## [What you have to do]
Please find every line in the listing below that contains the word "after" with matching case, and copy each of those lines in full.
== Segment start ==
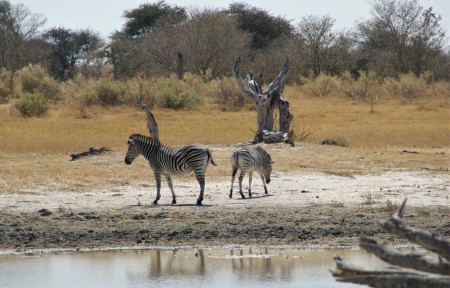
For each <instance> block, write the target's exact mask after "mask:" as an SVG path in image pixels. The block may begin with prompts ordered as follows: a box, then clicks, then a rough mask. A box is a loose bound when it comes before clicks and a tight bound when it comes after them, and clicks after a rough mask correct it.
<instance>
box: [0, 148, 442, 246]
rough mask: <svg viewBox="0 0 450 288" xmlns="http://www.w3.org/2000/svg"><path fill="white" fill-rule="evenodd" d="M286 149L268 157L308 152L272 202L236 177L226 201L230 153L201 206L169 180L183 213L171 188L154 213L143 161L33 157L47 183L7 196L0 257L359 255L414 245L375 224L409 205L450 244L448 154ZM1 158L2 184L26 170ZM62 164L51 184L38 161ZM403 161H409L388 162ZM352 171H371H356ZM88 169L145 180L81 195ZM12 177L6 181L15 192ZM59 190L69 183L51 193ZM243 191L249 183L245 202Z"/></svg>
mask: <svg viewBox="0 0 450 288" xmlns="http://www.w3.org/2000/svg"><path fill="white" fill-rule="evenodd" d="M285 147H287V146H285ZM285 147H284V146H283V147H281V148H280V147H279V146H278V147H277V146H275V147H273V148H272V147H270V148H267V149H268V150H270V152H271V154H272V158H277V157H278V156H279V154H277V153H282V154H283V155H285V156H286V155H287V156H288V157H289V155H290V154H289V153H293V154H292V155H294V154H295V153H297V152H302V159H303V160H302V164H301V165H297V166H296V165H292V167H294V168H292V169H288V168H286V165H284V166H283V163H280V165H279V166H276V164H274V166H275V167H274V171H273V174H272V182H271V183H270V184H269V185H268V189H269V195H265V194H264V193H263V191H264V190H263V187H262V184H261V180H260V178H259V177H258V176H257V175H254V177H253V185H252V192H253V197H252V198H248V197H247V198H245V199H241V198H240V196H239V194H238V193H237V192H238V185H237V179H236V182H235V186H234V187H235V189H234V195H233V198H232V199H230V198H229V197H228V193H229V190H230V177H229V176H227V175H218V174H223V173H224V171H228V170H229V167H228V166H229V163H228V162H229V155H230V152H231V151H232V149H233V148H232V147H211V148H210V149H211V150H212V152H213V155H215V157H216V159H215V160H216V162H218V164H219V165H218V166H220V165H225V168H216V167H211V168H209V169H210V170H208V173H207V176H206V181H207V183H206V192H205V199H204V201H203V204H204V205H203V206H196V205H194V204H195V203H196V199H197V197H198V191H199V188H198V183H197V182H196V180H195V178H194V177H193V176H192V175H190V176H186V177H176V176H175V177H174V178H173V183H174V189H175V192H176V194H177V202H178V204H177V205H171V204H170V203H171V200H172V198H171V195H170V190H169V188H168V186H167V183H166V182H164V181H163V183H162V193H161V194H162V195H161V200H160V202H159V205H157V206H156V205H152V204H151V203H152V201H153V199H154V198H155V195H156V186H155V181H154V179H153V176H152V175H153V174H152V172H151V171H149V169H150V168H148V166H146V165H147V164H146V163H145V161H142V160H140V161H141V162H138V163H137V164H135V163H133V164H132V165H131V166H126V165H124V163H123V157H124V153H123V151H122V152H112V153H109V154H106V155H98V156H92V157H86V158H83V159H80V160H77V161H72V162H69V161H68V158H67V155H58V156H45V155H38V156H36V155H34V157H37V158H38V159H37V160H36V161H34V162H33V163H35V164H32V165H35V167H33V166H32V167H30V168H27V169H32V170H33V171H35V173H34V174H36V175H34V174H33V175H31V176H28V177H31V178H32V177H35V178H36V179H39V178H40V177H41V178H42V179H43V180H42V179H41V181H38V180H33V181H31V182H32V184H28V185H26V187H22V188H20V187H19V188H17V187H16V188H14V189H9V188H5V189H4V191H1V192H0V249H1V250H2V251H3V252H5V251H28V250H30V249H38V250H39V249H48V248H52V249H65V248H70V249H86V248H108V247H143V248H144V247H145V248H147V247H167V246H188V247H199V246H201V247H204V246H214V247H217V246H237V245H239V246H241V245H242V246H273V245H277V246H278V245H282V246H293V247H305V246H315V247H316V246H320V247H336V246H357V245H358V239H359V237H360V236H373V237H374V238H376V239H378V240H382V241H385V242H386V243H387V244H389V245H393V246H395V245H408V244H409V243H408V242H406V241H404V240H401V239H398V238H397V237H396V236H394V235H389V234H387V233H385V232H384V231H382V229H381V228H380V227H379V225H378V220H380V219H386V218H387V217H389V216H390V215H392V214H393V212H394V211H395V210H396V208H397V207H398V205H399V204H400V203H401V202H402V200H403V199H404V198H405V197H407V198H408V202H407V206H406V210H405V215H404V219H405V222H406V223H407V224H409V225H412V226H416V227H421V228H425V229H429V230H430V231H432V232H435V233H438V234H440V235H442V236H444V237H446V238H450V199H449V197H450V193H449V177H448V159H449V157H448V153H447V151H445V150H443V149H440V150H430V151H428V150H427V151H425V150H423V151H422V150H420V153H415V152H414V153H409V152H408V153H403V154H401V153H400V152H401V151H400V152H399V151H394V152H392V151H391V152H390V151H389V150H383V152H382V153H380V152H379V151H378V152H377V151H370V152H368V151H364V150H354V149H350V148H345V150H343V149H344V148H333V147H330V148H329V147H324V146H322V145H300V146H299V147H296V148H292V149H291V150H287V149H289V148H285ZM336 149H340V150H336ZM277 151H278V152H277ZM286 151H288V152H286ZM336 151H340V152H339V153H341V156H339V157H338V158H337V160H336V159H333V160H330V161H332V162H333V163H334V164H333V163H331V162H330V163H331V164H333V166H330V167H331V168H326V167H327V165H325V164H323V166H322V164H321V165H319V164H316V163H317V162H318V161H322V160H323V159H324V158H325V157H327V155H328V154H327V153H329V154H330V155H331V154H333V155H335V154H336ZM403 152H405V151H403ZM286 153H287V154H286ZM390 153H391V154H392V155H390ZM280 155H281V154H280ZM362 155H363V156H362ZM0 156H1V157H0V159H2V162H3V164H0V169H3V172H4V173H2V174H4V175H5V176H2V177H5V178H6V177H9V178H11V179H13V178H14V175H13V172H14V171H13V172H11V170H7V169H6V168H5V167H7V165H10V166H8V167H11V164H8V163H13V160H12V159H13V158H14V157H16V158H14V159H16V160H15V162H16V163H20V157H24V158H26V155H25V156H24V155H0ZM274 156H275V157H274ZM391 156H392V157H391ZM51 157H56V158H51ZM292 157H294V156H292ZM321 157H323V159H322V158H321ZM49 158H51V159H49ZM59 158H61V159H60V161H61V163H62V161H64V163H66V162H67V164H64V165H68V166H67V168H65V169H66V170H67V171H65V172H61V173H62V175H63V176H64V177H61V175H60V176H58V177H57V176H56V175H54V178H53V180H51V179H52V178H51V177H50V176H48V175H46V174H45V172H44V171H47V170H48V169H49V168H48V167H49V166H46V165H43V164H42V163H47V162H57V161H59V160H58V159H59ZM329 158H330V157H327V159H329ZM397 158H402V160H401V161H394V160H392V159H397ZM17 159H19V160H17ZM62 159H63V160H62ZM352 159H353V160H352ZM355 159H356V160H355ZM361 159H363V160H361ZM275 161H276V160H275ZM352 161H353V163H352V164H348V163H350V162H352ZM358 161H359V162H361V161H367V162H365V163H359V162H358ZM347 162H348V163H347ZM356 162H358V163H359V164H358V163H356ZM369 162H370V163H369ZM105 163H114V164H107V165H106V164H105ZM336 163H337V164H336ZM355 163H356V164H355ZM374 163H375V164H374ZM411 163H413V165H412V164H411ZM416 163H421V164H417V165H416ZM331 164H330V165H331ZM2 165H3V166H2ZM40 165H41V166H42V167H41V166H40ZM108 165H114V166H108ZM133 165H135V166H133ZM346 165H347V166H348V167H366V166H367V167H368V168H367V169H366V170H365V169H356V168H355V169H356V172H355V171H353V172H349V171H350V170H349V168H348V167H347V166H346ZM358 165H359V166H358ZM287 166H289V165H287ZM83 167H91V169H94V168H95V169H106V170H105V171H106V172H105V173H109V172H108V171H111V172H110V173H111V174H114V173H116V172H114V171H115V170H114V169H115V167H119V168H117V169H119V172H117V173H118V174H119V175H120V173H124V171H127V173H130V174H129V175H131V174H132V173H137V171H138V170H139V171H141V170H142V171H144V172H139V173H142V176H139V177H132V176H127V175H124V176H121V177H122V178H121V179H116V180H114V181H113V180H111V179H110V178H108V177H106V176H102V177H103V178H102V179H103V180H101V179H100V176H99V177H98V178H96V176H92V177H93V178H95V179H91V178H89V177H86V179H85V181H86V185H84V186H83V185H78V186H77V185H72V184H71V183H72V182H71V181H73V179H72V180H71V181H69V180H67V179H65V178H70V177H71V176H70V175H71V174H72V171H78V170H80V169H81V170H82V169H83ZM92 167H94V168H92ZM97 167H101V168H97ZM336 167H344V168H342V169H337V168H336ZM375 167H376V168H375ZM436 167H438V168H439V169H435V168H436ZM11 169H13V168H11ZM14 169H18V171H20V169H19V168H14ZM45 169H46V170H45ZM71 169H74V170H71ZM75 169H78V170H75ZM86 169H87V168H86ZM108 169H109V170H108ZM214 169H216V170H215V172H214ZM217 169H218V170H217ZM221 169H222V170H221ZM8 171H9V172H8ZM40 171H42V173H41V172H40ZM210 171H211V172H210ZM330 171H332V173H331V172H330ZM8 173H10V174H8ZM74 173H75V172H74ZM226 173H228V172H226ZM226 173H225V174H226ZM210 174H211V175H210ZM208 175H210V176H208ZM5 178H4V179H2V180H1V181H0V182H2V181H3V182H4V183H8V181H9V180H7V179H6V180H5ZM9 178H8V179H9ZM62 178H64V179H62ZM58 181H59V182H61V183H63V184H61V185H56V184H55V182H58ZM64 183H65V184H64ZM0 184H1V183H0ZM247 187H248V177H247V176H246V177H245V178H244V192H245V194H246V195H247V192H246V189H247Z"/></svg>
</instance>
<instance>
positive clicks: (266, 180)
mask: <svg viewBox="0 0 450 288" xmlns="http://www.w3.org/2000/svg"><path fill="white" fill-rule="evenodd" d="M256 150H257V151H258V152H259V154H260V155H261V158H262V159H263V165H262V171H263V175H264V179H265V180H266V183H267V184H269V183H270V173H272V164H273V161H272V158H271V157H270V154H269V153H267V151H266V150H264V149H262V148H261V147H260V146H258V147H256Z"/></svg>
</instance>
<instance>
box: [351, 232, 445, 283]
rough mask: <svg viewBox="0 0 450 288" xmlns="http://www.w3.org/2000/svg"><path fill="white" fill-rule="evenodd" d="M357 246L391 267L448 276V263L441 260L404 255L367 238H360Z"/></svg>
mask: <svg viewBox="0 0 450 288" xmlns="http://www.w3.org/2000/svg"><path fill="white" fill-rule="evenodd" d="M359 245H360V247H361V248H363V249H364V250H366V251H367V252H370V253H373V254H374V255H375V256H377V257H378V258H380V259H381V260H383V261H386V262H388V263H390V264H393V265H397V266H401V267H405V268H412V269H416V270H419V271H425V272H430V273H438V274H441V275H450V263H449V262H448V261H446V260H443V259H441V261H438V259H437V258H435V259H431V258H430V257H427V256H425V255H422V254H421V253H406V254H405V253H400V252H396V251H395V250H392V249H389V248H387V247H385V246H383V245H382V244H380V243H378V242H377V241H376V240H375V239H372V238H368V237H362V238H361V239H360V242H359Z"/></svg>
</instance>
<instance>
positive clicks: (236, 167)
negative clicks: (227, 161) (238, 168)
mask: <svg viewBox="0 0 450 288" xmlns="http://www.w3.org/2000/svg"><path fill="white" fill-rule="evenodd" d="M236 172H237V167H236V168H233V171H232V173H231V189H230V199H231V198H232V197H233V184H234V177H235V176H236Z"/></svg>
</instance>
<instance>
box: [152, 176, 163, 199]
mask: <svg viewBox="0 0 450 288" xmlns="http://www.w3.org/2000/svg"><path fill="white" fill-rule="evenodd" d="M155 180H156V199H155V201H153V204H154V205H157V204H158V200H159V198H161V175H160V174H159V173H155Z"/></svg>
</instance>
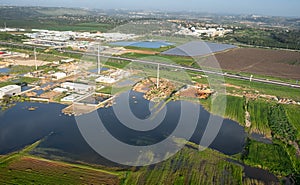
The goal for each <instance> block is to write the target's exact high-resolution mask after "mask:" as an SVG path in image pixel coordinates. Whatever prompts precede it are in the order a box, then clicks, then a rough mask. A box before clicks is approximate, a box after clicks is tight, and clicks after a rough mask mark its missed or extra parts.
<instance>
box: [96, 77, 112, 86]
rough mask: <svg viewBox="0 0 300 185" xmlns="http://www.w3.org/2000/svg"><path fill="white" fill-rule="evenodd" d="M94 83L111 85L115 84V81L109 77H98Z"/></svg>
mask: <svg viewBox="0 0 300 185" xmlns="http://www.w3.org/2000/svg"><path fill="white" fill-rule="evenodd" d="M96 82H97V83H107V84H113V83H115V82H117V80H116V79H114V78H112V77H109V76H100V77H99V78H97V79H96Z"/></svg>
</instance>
== Segment end ==
## [Task response]
For each <instance> block, write the target's exact mask after "mask:" as an SVG path in image pixels. The block may begin with prompts ordered as follows: a box, then clicks, then a rough mask. A box is a loose bound when it comes before clicks and a tight bound when it comes after them, and clicks after a rough mask correct it.
The goal for each <instance> block is to write the target's exact high-resolution mask after "mask:" as an SVG path in image pixel coordinates. Whatever prompts precede it are in the order a box, then clicks, then a rough mask. A box before clicks is approximate, a box after clicks is tight, and clicks after a rough mask mark its missed or extra parts.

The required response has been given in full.